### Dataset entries

'''

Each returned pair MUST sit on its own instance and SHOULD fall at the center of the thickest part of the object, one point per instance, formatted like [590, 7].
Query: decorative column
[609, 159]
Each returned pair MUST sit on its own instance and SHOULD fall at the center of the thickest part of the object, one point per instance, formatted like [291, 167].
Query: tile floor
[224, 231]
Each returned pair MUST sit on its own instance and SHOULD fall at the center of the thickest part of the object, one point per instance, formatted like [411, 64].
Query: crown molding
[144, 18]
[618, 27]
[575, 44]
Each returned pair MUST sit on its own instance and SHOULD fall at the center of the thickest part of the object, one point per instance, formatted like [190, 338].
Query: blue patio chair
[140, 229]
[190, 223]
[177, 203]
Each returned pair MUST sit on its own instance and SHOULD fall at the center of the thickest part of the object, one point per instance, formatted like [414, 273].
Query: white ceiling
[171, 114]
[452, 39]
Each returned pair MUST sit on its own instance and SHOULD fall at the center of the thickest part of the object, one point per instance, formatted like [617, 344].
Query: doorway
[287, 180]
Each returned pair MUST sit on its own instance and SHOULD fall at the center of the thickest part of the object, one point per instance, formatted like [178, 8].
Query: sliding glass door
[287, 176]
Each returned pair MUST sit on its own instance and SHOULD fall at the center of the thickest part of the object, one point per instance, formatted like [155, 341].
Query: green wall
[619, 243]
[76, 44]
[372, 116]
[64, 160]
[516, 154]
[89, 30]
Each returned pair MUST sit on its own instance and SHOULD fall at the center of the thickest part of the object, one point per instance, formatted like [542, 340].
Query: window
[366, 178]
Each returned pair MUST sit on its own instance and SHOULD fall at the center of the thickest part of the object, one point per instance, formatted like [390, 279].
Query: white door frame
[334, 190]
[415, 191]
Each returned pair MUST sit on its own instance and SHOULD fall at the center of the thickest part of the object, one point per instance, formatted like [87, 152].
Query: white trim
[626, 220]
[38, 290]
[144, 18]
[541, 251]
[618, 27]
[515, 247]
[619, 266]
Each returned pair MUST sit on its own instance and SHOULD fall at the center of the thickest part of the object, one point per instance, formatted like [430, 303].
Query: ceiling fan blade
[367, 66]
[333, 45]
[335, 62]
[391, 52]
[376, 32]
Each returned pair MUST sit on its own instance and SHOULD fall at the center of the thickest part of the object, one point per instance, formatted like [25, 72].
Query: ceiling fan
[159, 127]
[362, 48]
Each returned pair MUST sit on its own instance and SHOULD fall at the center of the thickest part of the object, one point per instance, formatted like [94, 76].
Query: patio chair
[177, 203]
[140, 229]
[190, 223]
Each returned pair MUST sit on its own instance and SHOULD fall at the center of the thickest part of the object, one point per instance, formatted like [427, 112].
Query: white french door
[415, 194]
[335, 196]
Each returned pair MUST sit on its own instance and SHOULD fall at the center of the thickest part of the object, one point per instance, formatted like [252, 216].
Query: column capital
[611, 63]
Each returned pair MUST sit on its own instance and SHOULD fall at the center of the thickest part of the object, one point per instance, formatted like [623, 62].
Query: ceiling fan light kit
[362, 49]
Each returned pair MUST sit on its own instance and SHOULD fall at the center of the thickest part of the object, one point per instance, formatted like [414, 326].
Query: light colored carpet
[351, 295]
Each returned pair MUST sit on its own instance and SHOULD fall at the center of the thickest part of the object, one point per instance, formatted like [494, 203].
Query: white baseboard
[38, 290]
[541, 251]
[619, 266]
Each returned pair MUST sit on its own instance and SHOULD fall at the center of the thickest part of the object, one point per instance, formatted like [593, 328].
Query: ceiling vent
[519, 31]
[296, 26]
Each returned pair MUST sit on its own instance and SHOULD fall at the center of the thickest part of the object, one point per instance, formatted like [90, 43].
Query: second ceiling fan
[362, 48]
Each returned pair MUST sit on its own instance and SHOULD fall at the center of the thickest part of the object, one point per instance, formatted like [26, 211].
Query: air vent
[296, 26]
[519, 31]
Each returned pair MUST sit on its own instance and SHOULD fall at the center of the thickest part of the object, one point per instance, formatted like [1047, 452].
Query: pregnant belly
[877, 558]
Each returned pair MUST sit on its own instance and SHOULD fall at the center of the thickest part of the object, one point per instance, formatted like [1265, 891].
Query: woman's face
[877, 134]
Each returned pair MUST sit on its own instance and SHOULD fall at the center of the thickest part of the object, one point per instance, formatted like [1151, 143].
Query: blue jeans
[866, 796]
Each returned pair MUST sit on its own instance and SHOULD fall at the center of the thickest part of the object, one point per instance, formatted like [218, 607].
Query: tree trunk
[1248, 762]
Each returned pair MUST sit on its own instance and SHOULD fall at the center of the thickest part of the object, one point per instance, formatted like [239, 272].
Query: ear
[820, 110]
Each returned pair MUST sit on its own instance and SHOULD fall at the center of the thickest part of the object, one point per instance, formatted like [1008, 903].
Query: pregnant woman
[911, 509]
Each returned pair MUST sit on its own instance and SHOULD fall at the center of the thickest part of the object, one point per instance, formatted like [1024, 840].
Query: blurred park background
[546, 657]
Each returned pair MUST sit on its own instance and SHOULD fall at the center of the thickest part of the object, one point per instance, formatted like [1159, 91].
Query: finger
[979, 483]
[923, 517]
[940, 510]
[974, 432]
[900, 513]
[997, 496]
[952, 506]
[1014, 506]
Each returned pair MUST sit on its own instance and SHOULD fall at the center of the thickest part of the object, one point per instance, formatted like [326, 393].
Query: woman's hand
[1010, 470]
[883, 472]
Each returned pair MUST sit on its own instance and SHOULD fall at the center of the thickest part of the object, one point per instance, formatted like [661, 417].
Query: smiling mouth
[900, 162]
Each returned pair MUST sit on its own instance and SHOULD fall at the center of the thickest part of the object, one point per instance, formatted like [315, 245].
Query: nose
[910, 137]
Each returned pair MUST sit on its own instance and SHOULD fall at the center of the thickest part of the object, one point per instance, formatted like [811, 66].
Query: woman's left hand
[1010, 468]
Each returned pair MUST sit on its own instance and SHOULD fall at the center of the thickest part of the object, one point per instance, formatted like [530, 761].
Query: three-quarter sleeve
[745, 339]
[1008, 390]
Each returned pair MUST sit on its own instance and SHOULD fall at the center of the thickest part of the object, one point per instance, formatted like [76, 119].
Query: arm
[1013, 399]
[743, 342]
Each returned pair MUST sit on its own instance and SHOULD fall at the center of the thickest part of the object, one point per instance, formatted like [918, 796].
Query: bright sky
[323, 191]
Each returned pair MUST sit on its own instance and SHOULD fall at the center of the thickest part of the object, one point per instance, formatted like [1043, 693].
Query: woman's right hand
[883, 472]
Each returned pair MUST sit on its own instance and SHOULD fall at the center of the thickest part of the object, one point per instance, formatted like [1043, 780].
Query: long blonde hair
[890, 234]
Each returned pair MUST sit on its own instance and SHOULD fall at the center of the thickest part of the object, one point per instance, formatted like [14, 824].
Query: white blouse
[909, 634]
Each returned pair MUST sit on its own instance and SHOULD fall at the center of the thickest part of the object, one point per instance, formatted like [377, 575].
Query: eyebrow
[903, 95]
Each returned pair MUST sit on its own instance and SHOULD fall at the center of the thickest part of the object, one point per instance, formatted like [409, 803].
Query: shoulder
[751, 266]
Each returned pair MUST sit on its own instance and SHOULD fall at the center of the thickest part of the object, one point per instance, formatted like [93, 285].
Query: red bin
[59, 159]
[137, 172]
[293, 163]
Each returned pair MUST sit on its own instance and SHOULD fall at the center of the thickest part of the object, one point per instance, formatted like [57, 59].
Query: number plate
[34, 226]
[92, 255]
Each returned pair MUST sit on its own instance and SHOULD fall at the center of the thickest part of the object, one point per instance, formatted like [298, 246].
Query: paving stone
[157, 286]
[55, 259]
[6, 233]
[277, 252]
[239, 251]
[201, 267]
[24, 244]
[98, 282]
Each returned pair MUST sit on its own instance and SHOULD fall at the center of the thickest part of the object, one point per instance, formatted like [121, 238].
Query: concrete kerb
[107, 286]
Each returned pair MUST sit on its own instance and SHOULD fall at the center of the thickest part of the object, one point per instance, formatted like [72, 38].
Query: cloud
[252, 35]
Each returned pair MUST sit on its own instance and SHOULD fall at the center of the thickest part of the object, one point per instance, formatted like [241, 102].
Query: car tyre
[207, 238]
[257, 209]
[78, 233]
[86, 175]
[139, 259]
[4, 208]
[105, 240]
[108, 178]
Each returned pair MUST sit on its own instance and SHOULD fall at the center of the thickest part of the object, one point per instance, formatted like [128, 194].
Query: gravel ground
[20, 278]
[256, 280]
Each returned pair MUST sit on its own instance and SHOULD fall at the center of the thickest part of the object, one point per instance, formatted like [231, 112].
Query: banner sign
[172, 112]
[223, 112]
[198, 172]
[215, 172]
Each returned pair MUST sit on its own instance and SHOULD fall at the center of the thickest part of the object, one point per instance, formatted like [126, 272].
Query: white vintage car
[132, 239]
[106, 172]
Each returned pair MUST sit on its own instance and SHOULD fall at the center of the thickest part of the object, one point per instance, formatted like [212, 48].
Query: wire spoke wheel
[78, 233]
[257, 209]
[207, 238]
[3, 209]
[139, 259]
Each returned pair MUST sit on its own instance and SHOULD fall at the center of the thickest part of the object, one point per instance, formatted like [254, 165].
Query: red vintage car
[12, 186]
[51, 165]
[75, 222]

'''

Extract the stretch of lines from the one containing "like [326, 393]." through the one containing "[1010, 468]", including both, and reproduce them verbatim.

### Exercise response
Each returned pair MUST sit on its own instance and SHOULD fall at the center of the thickest part of the object, one point per instance, formatted like [326, 393].
Query: woman's hand
[1010, 470]
[883, 472]
Each returned pair MUST sit on its own instance and SHOULD fall at the center of the thickest part of the object, one point per instance, formatted like [661, 417].
Query: smiling mouth
[900, 162]
Each returned pair MUST sit on its own instance and SHOULD fall at the center of the thickest part of the object, one point per instance, formatted like [315, 245].
Query: nose
[910, 137]
Each returned pair MUST sit on its own instance and SHOULD fall at the center of the thickest part of the object, one point per instance, formatted like [811, 66].
Query: woman's left hand
[1010, 468]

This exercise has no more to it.